▸ **Selected excerpt**
--- start ---
5 optimizer search

"""
This example demonstrates optimizer search using NePS to design custom PyTorch optimizers
and find the best configuration. The search space defines a custom optimizer with three
gradient transformation functions sampled from {sqrt, log, exp, sign, abs}, a learning
rate sampled logarithmically from [0.0001, 0.01], and gradient clipping from [0.5, 1.0].
NePS evaluates each optimizer by optimizing a quadratic function to discover the most
effective combination of gradient transformations and hyperparameters for convergence.

Search Space Structure:
    optimizer_class: optimizer_constructor(
        <sampled from {sqrt, log, exp, sign, abs}>,
        <sampled from {sqrt, log, exp, sign, abs}>,
        <sampled from {sqrt, log, exp, sign, abs}>,
        learning_rate=<sampled from [0.0001, 0.01] log-scale>,
        gradient_clipping=<sampled from [0.5, 1.0]>
    )
"""

import neps
import torch
import logging


def optimizer_constructor(*functions, gradient_clipping: float, learning_rate: float):
    # Build a simple optimizer that applies a sequence of functions to the gradients
    class CustomOptimizer(torch.optim.Optimizer):
        def __init__(self, params):
            defaults = dict(
                gradient_clipping=gradient_clipping, learning_rate=learning_rate
            )
            super().__init__(params, defaults)

        def step(self, _closure=None):
            for group in self.param_groups:
                for p in group["params"]:
                    if p.grad is None:
                        continue
                    grad = p.grad.data
                    for func in functions:
                        grad = func(grad)
--- end ---
▸ **Dataset section**
--- start ---
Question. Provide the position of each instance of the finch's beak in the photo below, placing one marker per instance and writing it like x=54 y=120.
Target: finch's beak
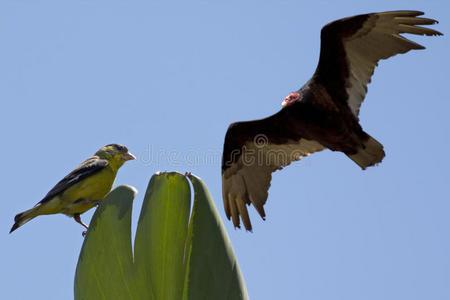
--- end ---
▸ **Goal**
In the optimizer search example, from what range is the gradient clipping value sampled?

▸ **Result of the task**
From [0.5, 1.0].